§ EXCERPTED TEXT:
----------------------------------------

What is a personal loan?

A personal loan is issued to an individual by a credit provider for the individual’s personal use. This use includes but is not limited to paying for education, medical expenses, or home renovations. 

A personal loan falls under instalment loans, which means that you pay a fixed amount for a certain period until the principal amount is paid back with interest.

Apply for a personal loan

Your repayment amount will be determined by five factors: initiation fee, monthly fee, interest rate, the term of your loan, and credit life insurance. 

  1. Initiation fee: This is a once-off fee charged by the lender when you first take out the loan. It can be paid in instalments – however, it is advisable to pay it upfront.
  2. Monthly fee: This fee is for the administration costs of a loan and it’s always the smallest, long-term fee.
  3. Interest rates: Interest rates can be flexible or fixed. It is up to you to choose the best one for you. However, it’s advisable to choose a fixed interest rate. Your interest is unique to your personal circumstances. It depends on several factors, such as the term of your loan and your credit score. With a longer term and lower credit score, your interest is likely to be higher – and vice versa.
  4. Term of your loan: As mentioned above, the longer you take to repay your loan, the higher the repayment amount will be. Lower instalments can be tempting but you end up paying more in the long run. Therefore it is advisable to pay higher instalments in order to save money. If your take-home pay is high, you are likely to get a shorter term.
  5. Credit life insurance: This ensures that your debt is paid when an unforeseen event that causes loss of income occurs. For instance, if you are retrenched, become terminally ill, disabled, or pass away, you will not be able to repay your loan unless you have credit life cover. Remember, you don’t have to purchase this policy from the lender. You can buy it from a service provider of your choice, but it is compulsory that you have it.

What is the qualification criterium?

----------------------------------------

§ WHAT THE TASK REQUIRES:
Write out the personal loan text from "A personal loan is" up to and including "back with interest.", substituting "lender" for "credit provider". The rows that follow have no connection to the personal loan text.

----------------------------------------

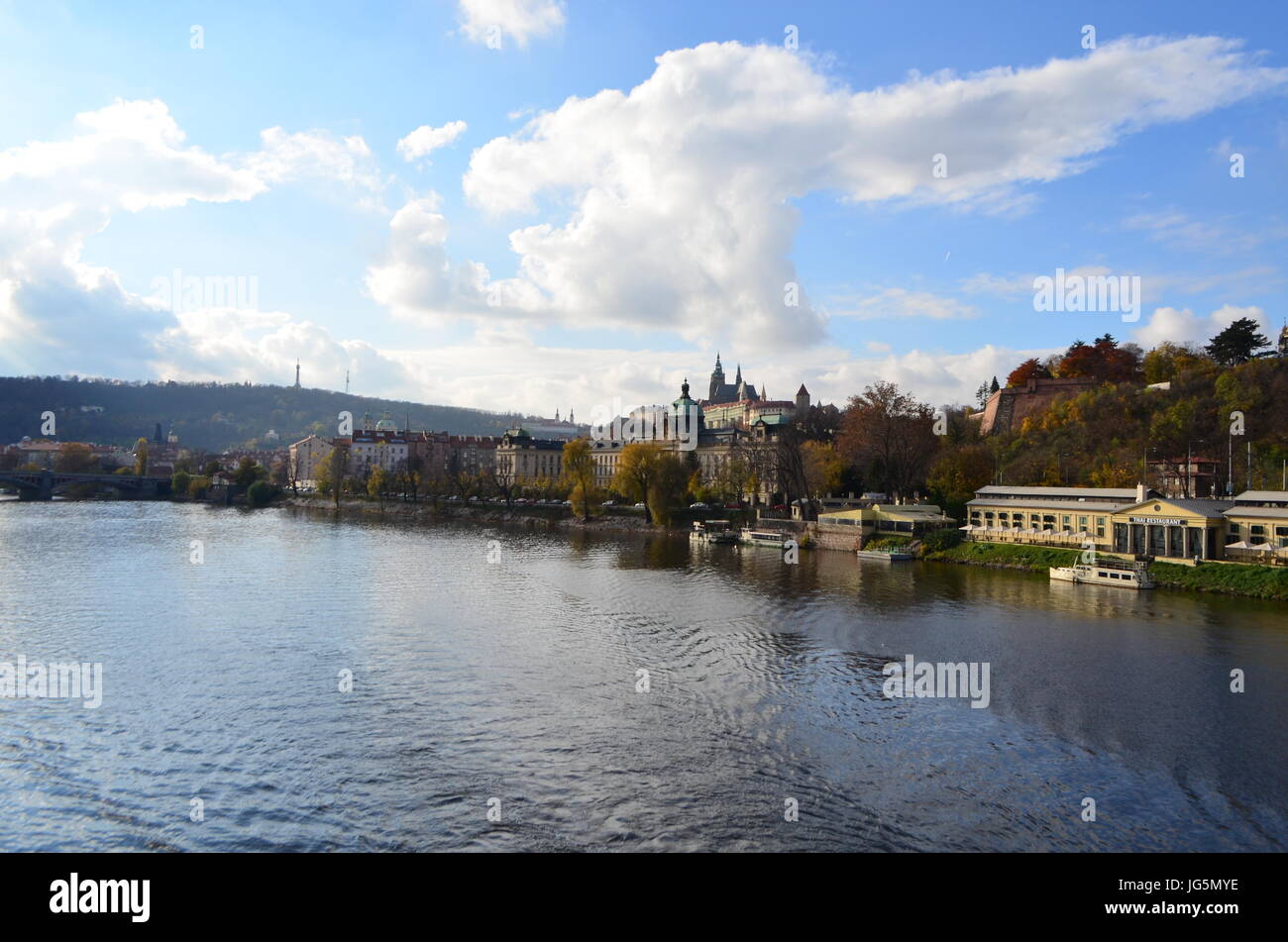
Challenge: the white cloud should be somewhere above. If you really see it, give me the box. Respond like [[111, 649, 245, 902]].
[[458, 0, 564, 49], [828, 288, 979, 320], [1132, 304, 1274, 350], [450, 38, 1288, 352], [398, 121, 467, 160], [0, 100, 381, 377]]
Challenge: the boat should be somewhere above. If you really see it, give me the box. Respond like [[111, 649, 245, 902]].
[[742, 526, 791, 550], [854, 550, 917, 563], [690, 520, 738, 543], [1051, 559, 1154, 589]]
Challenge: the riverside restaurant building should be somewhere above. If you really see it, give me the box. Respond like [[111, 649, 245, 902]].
[[961, 485, 1288, 564]]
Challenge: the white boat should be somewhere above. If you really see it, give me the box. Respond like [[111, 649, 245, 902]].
[[690, 520, 738, 543], [854, 550, 915, 563], [1051, 559, 1154, 589], [742, 526, 791, 548]]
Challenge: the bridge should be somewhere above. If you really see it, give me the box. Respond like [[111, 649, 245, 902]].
[[0, 470, 170, 500]]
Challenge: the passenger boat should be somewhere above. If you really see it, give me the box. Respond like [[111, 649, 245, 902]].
[[742, 526, 791, 550], [854, 550, 915, 563], [1051, 559, 1154, 589], [690, 520, 738, 543]]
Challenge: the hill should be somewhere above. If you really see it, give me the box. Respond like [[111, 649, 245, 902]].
[[0, 377, 531, 452]]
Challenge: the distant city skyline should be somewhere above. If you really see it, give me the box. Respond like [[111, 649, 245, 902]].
[[0, 0, 1288, 416]]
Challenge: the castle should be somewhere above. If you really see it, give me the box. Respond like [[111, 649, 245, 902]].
[[698, 353, 810, 429]]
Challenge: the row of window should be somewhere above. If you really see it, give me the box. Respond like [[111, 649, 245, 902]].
[[970, 509, 1107, 537]]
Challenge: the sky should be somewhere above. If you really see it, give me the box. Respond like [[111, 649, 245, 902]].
[[0, 0, 1288, 417]]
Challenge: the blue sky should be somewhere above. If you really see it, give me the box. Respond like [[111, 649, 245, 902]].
[[0, 0, 1288, 414]]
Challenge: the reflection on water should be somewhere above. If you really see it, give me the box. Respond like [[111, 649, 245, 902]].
[[0, 502, 1288, 851]]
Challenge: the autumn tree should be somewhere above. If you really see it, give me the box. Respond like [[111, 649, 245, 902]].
[[1006, 357, 1051, 388], [563, 439, 595, 522], [54, 442, 98, 474], [645, 452, 690, 525], [837, 381, 936, 496], [612, 442, 662, 513], [926, 443, 993, 519], [368, 465, 389, 509]]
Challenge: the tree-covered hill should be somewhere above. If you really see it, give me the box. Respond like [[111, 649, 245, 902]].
[[0, 377, 535, 451]]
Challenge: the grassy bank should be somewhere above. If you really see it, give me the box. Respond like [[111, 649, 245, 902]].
[[923, 543, 1078, 573], [923, 543, 1288, 601], [1149, 563, 1288, 601]]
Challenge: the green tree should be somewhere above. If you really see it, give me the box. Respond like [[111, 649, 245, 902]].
[[246, 481, 273, 507], [1205, 318, 1270, 366], [612, 442, 662, 513], [233, 457, 259, 490], [54, 442, 98, 474], [368, 465, 389, 509], [645, 452, 690, 526], [563, 439, 596, 522]]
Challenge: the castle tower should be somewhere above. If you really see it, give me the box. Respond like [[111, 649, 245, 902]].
[[707, 353, 724, 401]]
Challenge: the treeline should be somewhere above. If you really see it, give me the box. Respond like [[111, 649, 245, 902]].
[[924, 319, 1288, 516], [0, 375, 538, 452]]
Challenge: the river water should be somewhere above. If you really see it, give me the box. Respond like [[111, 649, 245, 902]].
[[0, 500, 1288, 851]]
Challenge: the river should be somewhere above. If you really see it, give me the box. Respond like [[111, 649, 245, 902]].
[[0, 500, 1288, 851]]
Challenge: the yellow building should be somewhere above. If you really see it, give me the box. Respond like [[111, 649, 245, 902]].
[[818, 503, 957, 550], [1109, 496, 1233, 560], [1225, 490, 1288, 563], [962, 485, 1151, 550], [961, 485, 1288, 563]]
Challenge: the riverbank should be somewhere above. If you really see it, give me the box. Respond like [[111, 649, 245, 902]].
[[922, 543, 1288, 601], [285, 495, 658, 532], [264, 495, 1288, 601]]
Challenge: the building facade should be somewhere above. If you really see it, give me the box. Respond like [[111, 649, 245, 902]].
[[962, 485, 1288, 563], [496, 429, 564, 483]]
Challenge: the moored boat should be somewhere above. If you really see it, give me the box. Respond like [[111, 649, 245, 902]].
[[1051, 559, 1154, 589], [742, 526, 791, 548], [854, 550, 915, 563], [690, 520, 738, 543]]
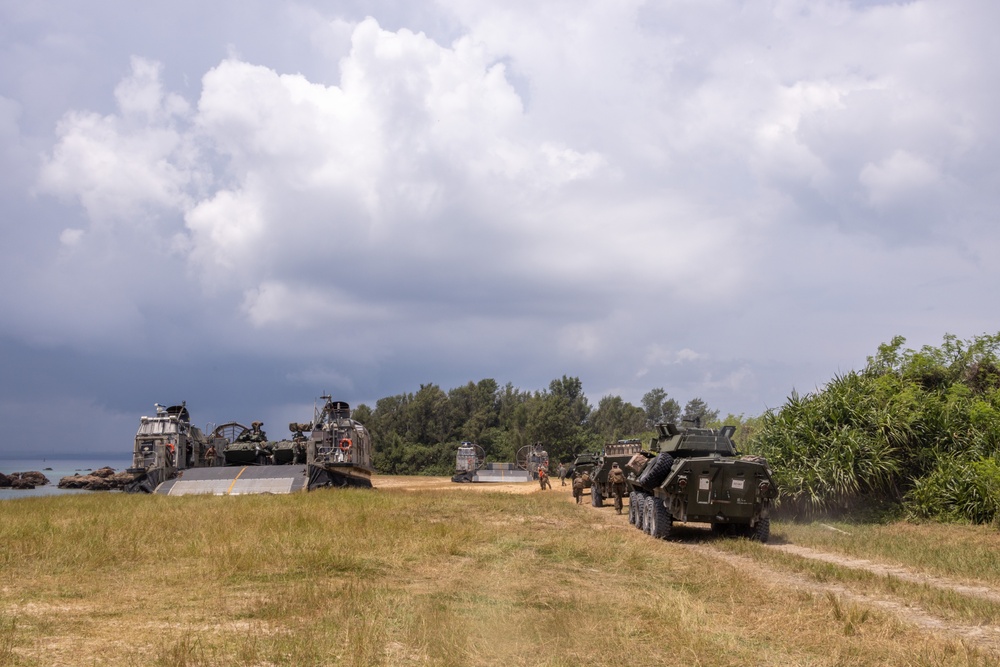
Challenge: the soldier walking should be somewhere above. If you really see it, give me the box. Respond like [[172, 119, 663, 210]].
[[573, 473, 583, 505], [608, 463, 625, 514]]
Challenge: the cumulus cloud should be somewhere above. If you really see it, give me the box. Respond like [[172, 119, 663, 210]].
[[0, 0, 1000, 448]]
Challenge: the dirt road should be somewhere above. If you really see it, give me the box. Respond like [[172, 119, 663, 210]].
[[373, 476, 1000, 654]]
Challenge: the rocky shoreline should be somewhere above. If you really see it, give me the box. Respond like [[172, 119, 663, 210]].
[[0, 466, 133, 491]]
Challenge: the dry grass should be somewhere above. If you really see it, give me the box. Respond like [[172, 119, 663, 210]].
[[0, 485, 995, 667]]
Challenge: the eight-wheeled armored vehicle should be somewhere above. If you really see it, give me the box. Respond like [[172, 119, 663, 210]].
[[627, 424, 778, 542]]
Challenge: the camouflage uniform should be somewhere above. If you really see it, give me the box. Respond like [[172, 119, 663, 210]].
[[608, 463, 625, 514]]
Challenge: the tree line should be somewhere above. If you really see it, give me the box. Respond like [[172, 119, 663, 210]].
[[743, 334, 1000, 523], [353, 375, 719, 475]]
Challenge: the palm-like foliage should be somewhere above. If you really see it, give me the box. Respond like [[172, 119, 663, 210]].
[[747, 335, 1000, 522]]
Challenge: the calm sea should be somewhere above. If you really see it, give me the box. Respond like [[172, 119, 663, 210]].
[[0, 457, 132, 500]]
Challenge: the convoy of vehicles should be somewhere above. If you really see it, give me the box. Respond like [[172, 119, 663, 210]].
[[125, 396, 778, 542]]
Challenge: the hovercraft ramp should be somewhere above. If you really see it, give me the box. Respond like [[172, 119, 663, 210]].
[[154, 465, 309, 496]]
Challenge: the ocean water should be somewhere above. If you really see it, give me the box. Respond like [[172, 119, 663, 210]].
[[0, 457, 132, 500]]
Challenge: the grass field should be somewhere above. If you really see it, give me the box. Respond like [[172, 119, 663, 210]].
[[0, 480, 1000, 666]]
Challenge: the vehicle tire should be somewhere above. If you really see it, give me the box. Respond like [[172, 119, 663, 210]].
[[636, 452, 674, 489], [749, 518, 771, 544], [649, 496, 674, 540]]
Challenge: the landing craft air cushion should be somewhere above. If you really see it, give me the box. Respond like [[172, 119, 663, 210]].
[[126, 396, 373, 495]]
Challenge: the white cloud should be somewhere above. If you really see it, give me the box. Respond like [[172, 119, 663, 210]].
[[859, 150, 941, 208], [0, 0, 1000, 434], [59, 229, 84, 247]]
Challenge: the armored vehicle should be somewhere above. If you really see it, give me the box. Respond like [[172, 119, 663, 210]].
[[451, 442, 486, 482], [515, 442, 549, 479], [628, 424, 778, 542], [125, 402, 227, 493], [566, 452, 600, 489], [590, 440, 642, 507], [222, 422, 274, 466]]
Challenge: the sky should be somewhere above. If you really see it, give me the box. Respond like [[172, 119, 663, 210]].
[[0, 0, 1000, 455]]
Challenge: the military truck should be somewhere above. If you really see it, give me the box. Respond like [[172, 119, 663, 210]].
[[590, 440, 642, 507], [628, 423, 778, 542]]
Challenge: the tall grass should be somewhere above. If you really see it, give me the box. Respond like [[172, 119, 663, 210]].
[[0, 490, 989, 667]]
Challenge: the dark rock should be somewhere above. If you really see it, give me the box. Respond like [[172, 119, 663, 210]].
[[59, 467, 135, 491], [11, 470, 49, 486]]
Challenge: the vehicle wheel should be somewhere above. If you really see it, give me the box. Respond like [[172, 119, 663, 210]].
[[642, 496, 657, 535], [649, 497, 674, 540], [750, 518, 771, 544], [636, 452, 674, 489]]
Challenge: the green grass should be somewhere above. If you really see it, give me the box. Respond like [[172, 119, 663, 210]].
[[0, 489, 994, 667]]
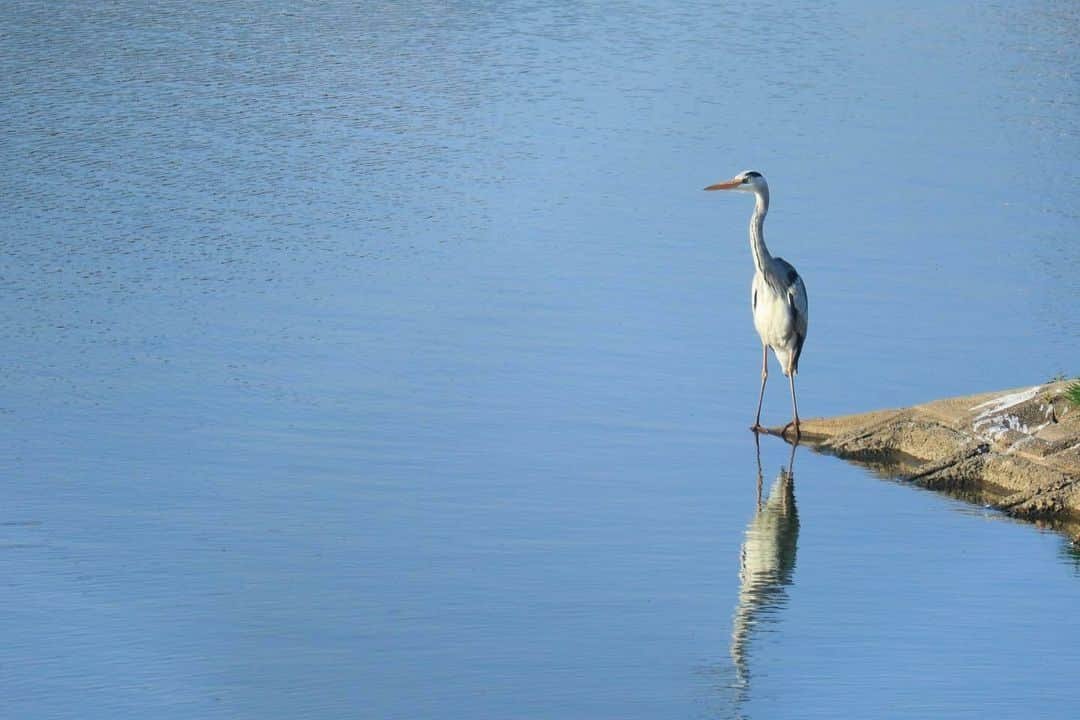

----------------------------------------

§ SOLUTION TO THE PROBLEM:
A personal loan is issued to an individual by a lender for the individual’s personal use. This use includes but is not limited to paying for education, medical expenses, or home renovations. 

A personal loan falls under instalment loans, which means that you pay a fixed amount for a certain period until the principal amount is paid back with interest.